— Stated task —
Rewrite each of the entries below, replacing "black dress shoe" with "white sneaker" everywhere it appears and leaving everything else the same.

— Information shown —

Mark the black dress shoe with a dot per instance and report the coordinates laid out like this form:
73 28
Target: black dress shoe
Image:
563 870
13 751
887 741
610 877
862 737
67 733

— Task result —
Mark the white sneaker with a dot per instance and report the coordinates laid out like this form:
73 28
Target: white sneaker
Image:
563 870
13 751
887 741
610 877
862 737
67 733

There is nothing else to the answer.